SOURCE TEXT:
========
Introducing DataFrames

Under the covers, DataFrames are derived from data structures known as Resilient Distributed Datasets (RDDs). RDDs and DataFrames are immutable distributed collections of data. Let's take a closer look at what some of these terms mean before we understand how they relate to DataFrames:

Resilient: They are fault tolerant, so if part of your operation fails, Spark quickly recovers the lost computation.
Distributed: RDDs are distributed across networked machines known as a cluster.
DataFrame: A data structure where data is organized into named columns, like a table in a relational database, but with richer optimizations under the hood.

Without the named columns and declared types provided by a schema, Spark wouldn't know how to optimize the executation of any computation. Since DataFrames have a schema, they use the Catalyst Optimizer to determine the optimal way to execute your code.

DataFrames were invented because the business community uses tables in a relational database, Pandas or R DataFrames, or Excel worksheets. A Spark DataFrame is conceptually equivalent to these, with richer optimizations under the hood and the benefit of being distributed across a cluster.

DataFrames

The Apache Spark DataFrame API provides a rich set of functions (select columns, filter, join, aggregate, and so on) that allow you to solve common data analysis problems efficiently. DataFrames also allows you to intermix operations seamlessly with custom Python, R, Scala, and SQL code. In this tutorial module, you will learn how to:

We also provide a sample notebook that you can import to access and run all of the code examples included in the module.

Load sample data

The easiest way to start working with DataFrames is to use an example Azure Databricks dataset available in the /databricks-datasets folder accessible within the Azure Databricks workspace. To access the file that compares city population versus median sale prices of homes, load the file /databricks-datasets/samples/population-vs-price/data_geo.csv.
========
Object pointing dataset rows:

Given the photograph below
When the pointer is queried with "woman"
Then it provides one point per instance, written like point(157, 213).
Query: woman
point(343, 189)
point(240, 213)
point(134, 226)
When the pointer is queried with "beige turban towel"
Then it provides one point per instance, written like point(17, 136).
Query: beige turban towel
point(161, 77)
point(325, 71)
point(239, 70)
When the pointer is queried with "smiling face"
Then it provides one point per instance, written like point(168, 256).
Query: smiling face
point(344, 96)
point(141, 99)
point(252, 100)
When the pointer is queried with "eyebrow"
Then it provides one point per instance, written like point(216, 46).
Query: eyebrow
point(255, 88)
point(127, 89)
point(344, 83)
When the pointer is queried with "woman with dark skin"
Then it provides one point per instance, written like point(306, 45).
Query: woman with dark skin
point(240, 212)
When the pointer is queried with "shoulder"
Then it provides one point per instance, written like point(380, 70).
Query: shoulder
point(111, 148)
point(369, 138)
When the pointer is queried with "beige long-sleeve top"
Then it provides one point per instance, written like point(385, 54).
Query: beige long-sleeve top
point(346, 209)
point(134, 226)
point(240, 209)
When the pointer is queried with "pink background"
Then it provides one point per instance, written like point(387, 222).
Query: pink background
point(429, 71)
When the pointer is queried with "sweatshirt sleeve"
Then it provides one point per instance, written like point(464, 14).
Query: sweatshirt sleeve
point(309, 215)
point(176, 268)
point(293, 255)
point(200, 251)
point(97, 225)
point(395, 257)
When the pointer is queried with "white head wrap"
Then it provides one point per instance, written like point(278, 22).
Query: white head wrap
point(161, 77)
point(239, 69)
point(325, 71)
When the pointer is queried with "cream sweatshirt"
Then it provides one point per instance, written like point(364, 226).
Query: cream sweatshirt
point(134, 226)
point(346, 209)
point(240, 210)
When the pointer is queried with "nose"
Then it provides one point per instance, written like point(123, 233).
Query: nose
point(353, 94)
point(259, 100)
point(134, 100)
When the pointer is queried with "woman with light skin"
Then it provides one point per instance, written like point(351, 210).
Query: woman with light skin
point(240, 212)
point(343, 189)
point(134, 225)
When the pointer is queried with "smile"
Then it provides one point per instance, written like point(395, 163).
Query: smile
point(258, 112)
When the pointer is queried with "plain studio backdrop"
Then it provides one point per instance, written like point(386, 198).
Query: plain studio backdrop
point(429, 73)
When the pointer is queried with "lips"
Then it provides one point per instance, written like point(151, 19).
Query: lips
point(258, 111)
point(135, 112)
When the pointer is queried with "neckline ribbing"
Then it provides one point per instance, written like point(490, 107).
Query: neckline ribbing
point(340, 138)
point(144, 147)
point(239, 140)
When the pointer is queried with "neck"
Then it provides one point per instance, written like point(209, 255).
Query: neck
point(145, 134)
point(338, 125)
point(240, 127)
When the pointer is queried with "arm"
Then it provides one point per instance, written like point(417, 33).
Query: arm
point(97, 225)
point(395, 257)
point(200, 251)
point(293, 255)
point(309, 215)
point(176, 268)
========
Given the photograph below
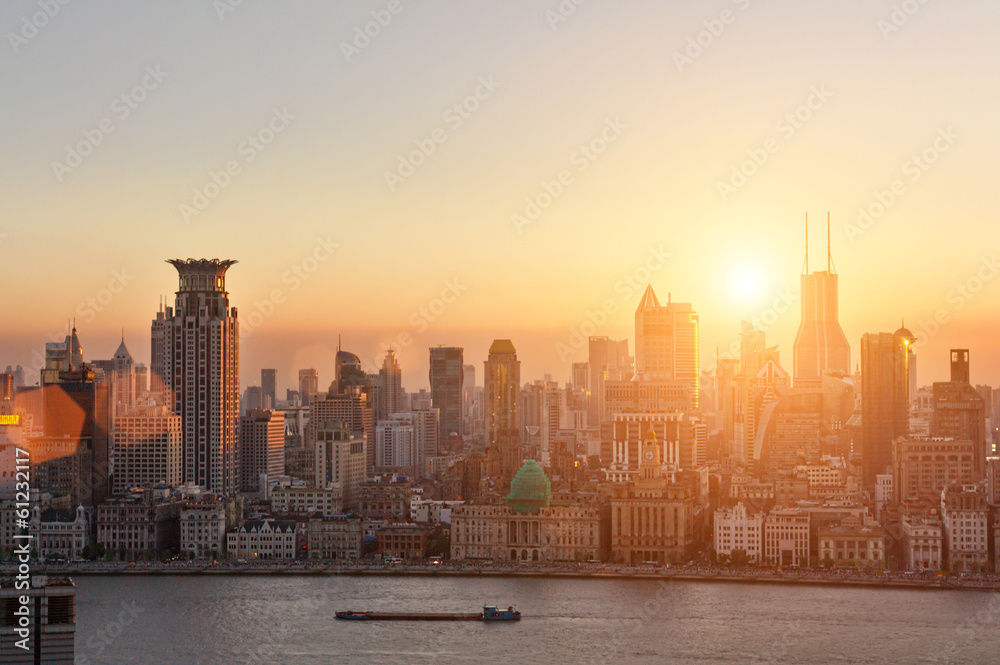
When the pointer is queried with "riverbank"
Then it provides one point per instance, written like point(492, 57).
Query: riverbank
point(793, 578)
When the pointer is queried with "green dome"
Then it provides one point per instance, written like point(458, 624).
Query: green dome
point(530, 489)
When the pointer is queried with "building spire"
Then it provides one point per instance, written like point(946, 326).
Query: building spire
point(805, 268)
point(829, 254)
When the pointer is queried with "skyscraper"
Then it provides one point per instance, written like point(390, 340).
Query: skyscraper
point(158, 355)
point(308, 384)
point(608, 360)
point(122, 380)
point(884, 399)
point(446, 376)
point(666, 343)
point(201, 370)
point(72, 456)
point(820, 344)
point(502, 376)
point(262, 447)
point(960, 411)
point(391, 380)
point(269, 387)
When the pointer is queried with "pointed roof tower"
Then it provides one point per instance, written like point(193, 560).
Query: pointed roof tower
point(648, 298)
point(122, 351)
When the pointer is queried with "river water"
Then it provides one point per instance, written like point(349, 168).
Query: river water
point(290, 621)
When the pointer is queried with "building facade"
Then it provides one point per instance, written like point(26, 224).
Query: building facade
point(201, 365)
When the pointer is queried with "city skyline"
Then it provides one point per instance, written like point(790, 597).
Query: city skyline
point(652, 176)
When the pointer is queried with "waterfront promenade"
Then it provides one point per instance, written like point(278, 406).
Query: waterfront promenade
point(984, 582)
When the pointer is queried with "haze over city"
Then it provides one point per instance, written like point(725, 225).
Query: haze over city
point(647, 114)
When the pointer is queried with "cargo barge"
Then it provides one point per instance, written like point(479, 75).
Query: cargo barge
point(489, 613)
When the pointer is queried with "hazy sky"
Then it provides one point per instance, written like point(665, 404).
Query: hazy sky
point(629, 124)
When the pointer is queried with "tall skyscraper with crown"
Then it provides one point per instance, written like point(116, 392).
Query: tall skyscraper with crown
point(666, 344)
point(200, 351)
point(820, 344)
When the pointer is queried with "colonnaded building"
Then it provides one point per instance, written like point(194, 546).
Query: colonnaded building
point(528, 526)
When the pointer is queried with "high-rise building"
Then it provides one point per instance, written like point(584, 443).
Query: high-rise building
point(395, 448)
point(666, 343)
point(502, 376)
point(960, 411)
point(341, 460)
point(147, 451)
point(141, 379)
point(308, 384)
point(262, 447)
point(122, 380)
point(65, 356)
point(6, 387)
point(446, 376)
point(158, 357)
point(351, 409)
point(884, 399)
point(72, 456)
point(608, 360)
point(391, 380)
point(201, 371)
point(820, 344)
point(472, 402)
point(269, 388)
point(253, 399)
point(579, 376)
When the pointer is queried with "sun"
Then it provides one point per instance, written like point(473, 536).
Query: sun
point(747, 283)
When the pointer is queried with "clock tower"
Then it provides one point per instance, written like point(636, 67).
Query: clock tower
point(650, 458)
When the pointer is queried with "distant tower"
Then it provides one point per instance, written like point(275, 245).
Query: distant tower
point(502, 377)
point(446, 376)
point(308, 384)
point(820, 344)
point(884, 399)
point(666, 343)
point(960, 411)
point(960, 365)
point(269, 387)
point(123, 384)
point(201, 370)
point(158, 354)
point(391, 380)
========
OBJECTIVE 1: Summarize the passage on Spark DataFrames in two sentences.
OBJECTIVE 2: Write what comes next in the passage on Spark DataFrames, picking up after its last sentence.
These rows have no connection to the passage on Spark DataFrames.

OUTPUT 1: DataFrames are immutable distributed collections of data derived from Resilient Distributed Datasets and organized into named columns like a relational database table. Their schema lets the Catalyst Optimizer determine the optimal way to execute code, and the Apache Spark DataFrame API provides functions such as select, filter, join, and aggregate that can be intermixed with Python, R, Scala, and SQL code.

OUTPUT 2:
Copy
%python
# Use the Spark CSV datasource with options specifying:
# - First line of file is a header
# - Automatically infer the schema of the data
data = spark.read.csv("/databricks-datasets/samples/population-vs-price/data_geo.csv", header="true", inferSchema="true")
data.cache() # Cache data for faster reuse
data = data.dropna() # drop rows with missing values

View the DataFrame

Now that you have created the data DataFrame, you can quickly access the data using standard Spark commands such as take(). For example, you can use the command data.take(10) to view the first ten rows of the data DataFrame. Because this is a SQL notebook, the next few commands use the %python magic command.

Copy
%python
data.take(10)

../../_images/gsasg-output-of-the-dataframe-take-command.png

To view this data in a tabular format, you can use the Azure Databricks display() command instead of exporting the data to a third-party tool.

Copy
%python
display(data)

../../_images/gsasg-display-dataframe.png

Run SQL queries

Before you can issue SQL queries, you must save your data DataFrame as a temporary table:

Copy
%python
# Register table so it is accessible via SQL Context
data.createOrReplaceTempView("data_geo")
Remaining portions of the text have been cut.